--- BEGIN Information given ---

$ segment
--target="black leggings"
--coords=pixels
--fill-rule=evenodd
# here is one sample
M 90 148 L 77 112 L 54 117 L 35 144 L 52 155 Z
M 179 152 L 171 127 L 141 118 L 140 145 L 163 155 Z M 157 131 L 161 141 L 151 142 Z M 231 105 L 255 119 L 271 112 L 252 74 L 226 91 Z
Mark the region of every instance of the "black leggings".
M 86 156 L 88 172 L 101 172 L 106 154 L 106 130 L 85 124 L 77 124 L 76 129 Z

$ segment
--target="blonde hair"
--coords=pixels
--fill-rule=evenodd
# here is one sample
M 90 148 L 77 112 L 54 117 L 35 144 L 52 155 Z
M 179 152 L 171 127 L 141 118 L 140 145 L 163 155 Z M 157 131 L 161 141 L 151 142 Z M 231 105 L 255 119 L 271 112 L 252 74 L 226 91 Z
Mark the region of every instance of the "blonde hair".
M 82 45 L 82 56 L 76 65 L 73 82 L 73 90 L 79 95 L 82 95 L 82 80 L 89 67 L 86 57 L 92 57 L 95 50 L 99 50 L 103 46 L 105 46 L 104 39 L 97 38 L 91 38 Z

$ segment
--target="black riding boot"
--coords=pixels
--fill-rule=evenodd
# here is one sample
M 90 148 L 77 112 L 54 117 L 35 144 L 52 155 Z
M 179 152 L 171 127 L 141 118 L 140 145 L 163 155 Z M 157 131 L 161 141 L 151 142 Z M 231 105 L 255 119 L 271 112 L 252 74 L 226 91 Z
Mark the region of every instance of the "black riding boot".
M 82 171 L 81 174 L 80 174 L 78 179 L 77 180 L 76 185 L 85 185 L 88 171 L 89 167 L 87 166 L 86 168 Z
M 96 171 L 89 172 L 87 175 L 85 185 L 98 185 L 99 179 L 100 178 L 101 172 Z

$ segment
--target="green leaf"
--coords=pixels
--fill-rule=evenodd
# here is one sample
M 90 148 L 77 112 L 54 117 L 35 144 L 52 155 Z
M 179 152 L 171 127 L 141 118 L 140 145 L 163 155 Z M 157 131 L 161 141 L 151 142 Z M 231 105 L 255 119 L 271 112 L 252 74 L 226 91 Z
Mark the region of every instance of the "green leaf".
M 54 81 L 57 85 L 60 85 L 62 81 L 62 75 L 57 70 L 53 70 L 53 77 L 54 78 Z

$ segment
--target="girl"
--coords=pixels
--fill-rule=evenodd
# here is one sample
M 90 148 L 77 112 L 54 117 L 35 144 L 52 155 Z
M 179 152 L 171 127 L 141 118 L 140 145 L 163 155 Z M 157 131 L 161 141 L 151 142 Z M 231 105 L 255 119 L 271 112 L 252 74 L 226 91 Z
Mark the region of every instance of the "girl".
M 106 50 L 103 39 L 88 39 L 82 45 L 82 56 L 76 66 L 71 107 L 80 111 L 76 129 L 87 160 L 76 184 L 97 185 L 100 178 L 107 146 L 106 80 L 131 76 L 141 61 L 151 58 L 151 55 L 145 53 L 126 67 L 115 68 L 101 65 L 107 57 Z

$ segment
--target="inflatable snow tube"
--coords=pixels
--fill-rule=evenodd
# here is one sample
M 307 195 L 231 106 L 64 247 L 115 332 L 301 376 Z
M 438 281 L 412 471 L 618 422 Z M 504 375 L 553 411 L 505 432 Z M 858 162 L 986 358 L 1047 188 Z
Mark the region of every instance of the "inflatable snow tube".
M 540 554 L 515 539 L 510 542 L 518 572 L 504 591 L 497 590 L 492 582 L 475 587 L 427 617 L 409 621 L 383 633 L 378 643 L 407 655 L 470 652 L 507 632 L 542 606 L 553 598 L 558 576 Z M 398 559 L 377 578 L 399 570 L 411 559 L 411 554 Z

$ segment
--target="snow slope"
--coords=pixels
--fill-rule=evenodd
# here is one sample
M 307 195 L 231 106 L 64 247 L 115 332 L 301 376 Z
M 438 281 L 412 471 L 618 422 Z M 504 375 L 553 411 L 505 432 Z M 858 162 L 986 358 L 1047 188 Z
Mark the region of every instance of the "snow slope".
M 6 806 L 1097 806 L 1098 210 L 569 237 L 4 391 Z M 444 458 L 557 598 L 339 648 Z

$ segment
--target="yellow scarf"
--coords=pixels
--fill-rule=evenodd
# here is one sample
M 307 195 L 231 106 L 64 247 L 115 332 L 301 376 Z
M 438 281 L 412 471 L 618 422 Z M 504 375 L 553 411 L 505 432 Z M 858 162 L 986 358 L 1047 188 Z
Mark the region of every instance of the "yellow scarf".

--- END Information given ---

Short task:
Reproduce verbatim everything in the material from its first line down to and including the line that contains "M 86 156 L 88".

Final result:
$ segment
--target="black leggings"
--coords=pixels
--fill-rule=evenodd
# here is one sample
M 90 148 L 77 112 L 54 117 L 35 144 L 52 155 Z
M 179 152 L 171 127 L 141 118 L 140 145 L 163 155 Z M 157 131 L 161 141 L 151 142 Z M 231 105 L 255 119 L 271 112 L 252 74 L 226 91 Z
Mark the region of every instance of the "black leggings".
M 86 156 L 88 172 L 101 172 L 106 154 L 106 130 L 85 124 L 77 124 L 76 129 Z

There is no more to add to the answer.